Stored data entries
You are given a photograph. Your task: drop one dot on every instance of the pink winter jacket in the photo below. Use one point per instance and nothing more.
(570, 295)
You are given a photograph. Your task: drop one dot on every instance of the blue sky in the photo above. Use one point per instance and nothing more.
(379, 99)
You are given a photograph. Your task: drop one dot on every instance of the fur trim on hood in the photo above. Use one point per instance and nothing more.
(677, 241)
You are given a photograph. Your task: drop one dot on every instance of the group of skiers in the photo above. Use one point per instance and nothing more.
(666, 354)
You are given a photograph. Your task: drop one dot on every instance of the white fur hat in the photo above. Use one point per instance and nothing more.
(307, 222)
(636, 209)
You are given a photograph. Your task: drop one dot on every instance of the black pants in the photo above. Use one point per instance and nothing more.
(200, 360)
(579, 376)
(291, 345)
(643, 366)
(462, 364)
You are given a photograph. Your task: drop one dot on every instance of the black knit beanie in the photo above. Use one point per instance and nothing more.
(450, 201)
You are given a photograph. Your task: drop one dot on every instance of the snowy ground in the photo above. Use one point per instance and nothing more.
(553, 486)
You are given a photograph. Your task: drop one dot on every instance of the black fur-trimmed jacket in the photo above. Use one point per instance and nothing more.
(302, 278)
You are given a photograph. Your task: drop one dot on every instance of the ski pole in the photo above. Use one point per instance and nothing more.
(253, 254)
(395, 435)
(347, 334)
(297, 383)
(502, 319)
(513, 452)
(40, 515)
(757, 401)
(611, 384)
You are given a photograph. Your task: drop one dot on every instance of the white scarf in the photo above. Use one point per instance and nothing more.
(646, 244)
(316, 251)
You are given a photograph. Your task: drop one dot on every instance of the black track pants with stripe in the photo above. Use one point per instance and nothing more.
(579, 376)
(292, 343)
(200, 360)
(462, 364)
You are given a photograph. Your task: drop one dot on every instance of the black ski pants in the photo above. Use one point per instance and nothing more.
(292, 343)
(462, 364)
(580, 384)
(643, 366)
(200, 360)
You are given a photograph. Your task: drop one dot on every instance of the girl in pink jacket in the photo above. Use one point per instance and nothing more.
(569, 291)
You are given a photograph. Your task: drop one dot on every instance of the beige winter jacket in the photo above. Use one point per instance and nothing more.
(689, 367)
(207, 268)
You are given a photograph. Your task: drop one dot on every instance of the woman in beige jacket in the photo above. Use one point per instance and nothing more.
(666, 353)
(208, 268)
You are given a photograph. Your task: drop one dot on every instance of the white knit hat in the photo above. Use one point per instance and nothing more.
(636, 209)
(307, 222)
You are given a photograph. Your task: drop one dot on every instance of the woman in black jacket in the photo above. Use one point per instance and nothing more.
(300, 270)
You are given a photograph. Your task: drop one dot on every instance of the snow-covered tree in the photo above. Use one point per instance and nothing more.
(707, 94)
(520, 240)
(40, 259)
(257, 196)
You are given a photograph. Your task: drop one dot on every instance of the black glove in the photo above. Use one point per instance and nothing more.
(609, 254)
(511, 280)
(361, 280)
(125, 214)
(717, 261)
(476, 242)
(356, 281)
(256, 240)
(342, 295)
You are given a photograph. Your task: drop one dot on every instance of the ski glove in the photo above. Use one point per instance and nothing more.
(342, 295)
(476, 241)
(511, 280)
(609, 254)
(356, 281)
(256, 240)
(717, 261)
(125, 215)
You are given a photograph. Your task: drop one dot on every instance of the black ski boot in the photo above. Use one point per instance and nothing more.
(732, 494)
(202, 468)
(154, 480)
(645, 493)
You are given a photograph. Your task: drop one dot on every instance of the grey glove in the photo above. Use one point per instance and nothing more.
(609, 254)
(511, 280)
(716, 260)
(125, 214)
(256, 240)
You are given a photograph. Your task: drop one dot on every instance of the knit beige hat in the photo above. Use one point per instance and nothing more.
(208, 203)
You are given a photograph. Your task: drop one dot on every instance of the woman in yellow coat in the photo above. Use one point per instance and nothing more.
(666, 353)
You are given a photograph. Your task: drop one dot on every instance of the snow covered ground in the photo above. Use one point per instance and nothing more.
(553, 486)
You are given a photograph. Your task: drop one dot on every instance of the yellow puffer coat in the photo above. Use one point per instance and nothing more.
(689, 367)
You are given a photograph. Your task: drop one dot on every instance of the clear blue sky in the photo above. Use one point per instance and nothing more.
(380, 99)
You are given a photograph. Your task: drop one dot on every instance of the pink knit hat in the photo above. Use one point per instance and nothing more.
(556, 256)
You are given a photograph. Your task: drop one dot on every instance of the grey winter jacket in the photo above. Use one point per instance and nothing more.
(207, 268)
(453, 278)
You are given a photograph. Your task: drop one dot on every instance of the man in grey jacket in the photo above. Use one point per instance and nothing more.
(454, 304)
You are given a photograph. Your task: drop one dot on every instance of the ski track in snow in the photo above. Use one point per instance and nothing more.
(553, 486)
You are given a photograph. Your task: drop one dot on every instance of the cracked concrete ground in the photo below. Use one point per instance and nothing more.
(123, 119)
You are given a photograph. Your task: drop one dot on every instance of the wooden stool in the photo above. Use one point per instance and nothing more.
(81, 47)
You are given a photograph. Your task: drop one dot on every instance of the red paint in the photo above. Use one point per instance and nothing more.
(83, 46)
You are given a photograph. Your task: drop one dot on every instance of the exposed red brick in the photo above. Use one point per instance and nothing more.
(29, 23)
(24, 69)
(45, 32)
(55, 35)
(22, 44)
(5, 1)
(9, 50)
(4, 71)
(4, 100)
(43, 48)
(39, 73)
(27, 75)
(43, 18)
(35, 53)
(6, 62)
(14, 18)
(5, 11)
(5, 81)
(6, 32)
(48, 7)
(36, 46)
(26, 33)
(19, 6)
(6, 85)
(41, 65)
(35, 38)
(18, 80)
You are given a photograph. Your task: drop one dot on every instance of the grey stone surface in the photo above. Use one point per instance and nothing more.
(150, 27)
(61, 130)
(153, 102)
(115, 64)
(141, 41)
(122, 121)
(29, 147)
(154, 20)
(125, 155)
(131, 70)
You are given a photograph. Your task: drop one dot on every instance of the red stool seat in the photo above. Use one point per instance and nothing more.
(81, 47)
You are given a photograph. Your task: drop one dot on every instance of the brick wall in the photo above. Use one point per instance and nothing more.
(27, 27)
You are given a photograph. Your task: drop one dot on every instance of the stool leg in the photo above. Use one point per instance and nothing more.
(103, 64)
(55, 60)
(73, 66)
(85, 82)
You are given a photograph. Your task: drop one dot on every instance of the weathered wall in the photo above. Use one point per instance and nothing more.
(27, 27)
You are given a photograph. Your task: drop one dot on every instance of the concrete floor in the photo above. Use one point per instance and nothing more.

Exercise
Every record should be retyped so that it matches the original exactly.

Response below
You are given a photograph. Your task: drop one dot on every instance of the pink winter jacket in the photo below. Use one point per instance and nothing more.
(570, 295)
You are given a photograph. Your task: drop one dot on every instance of the blue sky in the photo above. Use one point per instance and nothing more.
(379, 99)
You are given a photograph. Your task: drop one dot on every instance of the fur trim on hood in the photo above. Use one point per instance and nothing more.
(677, 241)
You are given a photograph. Your task: drop one dot on every instance of the group of skiers in the photo above. Use one point per instance and nothing more.
(666, 354)
You are given a photograph. Your task: drop one dot on every instance of the white fur hat in the photo above. Use one point per instance and nothing more.
(307, 222)
(636, 209)
You are given a photograph. Your task: drop one dot on every instance of the black pants in the photo above. Use one point per instance and nothing more.
(200, 360)
(579, 376)
(291, 345)
(643, 366)
(462, 364)
You are given a photograph. Your task: drop one dot on every instance of the black knit beanie in the photo above. Use one point per instance and nothing more.
(450, 201)
You are given a photograph. Your task: drop one dot on every instance of the snowy ground in the photo above. Use one point per instance and nothing more.
(553, 486)
You are given a photograph. Your task: drop one dot on every instance of the black fur-trimmed jacket in the photo above. Use one point per instance and nothing more.
(302, 278)
You are given a photograph. Your task: drop one dot on every instance of the ski pole in the photo above. Use one point per instance and nothing more.
(253, 254)
(395, 435)
(347, 334)
(297, 383)
(502, 319)
(513, 452)
(40, 515)
(757, 401)
(611, 384)
You are given a photograph. Your task: drop one dot on every instance of the white scarf in the photo above. Use one point per instance and nothing more.
(646, 244)
(316, 251)
You are given a photograph. Your task: drop one dot on every instance of the black track pants with stripe in the photo above. Use one point per instance and nothing more.
(579, 376)
(292, 343)
(200, 360)
(462, 364)
You are given a photograph. Your task: drop one dot on every instance of the black ski pants in the photo above. Use one point per instance and nothing more.
(292, 343)
(462, 364)
(580, 384)
(643, 366)
(200, 360)
You are given a photograph. Your task: drop one dot on every instance of the girl in pink jacket in the photo above. Use one point per instance and nothing more.
(569, 291)
You are given a photograph. Your task: drop one dot on every instance of the beige winter jacket in the photo above. Use one point per instance and nothing more.
(689, 367)
(207, 268)
You are given a photograph. Your task: drop one dot on every instance of the woman in beige jacket in the photo above. Use one point per instance and nothing more.
(666, 353)
(208, 268)
You are given a photograph. Your task: drop one dot on every instance of the white knit hat in the photo above. Use one point per instance and nothing more.
(636, 209)
(307, 222)
You are given a photograph. Your task: drop one dot on every instance of the woman in black jacket in the photo above. Use one point per instance and nothing more.
(300, 270)
You are given a photograph. Your task: drop one dot on every instance of the snow-covered tree in the photo above. Use one point per instance and nothing more.
(707, 94)
(520, 240)
(40, 259)
(257, 196)
You are given a photograph. Your task: drop one dot on every instance of the black glove in the photo above. Use one point per instance and nothing more.
(609, 254)
(511, 280)
(361, 280)
(125, 214)
(717, 261)
(476, 242)
(356, 281)
(256, 240)
(342, 295)
You are given a photograph. Your task: drop one dot on every instance of the ski glove in the photo above. Use one point per instance and nothing more.
(342, 295)
(476, 241)
(511, 280)
(609, 254)
(356, 281)
(256, 240)
(717, 261)
(125, 215)
You are given a photograph. Your task: drop one dot on every instance of the black ski boot in the photo above. Use one point per instance and nothing more.
(732, 494)
(202, 468)
(154, 480)
(645, 493)
You are given a photograph. Your task: drop one dot on every instance of the grey glove in the photo above. Use one point per instance and nothing more.
(609, 254)
(511, 280)
(716, 260)
(125, 214)
(256, 240)
You are given a photograph. Your task: drop one dot on every instance of the knit beige hat in the photo above. Use one point per instance and nothing more.
(208, 203)
You are given a photograph. Your task: drop one dot on every instance of the woman in yellow coat in the photo above. Use one point per instance and nothing more.
(666, 353)
You are given a photograph. Your task: drop one dot on every instance of the snow covered ground in the photo above. Use one point per instance and nothing more.
(553, 486)
You are given a photograph. Your task: drop one dot on every instance of the yellow puffer coat in the photo above. Use one point per instance and nothing more.
(689, 367)
You are given a photograph. Your task: drop one dot on every instance of the clear blue sky in the photo above. Use one point per instance and nothing more.
(380, 99)
You are given a photograph. Your task: drop one dot on every instance of the pink knit hat in the photo above. Use one point per instance and nothing more.
(556, 256)
You are given a photograph. Your task: drop one dot on every instance of the grey winter jacket in the photo above. Use one point per instance and nothing more.
(207, 268)
(453, 278)
You are given a photograph. Your task: drop one dot on every instance of the man in grey jacket in the photo above. Use one point per instance and nothing more.
(454, 304)
You are given a photograph. Your task: drop one dot on every instance of the ski track in snow in the photo above. Use one point per instance and nothing more.
(553, 486)
You are given a photograph. Your task: drop one dot on every instance of the cracked concrete ground in the photo below. Use one point per instance and nothing more.
(123, 119)
You are given a photograph. Your task: drop one dot on every instance of the wooden stool in the photo above. Use one point per instance and nothing more.
(81, 47)
You are given a photograph. Your task: drop one dot on every instance of the red paint in the photo above. Use one point per instance and nothing more.
(83, 46)
You are given a photograph. Your task: drop one dot on every instance of the exposed red brick in the photo above. Use one point per instance and nothing more.
(29, 23)
(24, 69)
(45, 32)
(55, 35)
(22, 44)
(5, 1)
(9, 50)
(4, 71)
(4, 100)
(43, 48)
(39, 73)
(27, 75)
(43, 18)
(35, 53)
(6, 62)
(14, 18)
(5, 11)
(5, 81)
(6, 32)
(48, 7)
(36, 46)
(26, 33)
(19, 6)
(6, 85)
(41, 65)
(35, 38)
(18, 80)
You are given a photograph. Your task: drop one dot on every instance of the grey stone surface in the photo above. Use one point per instance and nothing more.
(150, 27)
(61, 130)
(153, 102)
(115, 64)
(141, 41)
(122, 121)
(29, 147)
(154, 20)
(125, 155)
(131, 70)
You are given a photograph. Your task: drop one dot on every instance of the red stool seat in the photo above. Use one point per instance and nothing more.
(81, 47)
You are given a photograph. Your task: drop one dot on every instance of the brick wall in the photo above. Use one point per instance and nothing more.
(27, 27)
You are given a photograph. Your task: drop one dot on every instance of the stool leg in the photo above. Use one point per instance and nothing more.
(103, 64)
(55, 60)
(73, 66)
(85, 82)
You are given a photograph. Your task: drop one dot on every instance of the weathered wall in the photo above. Use one point per instance and nothing more.
(27, 27)
You are given a photograph. Your task: drop one dot on every instance of the concrete floor in the photo above. Use one point per instance and nothing more.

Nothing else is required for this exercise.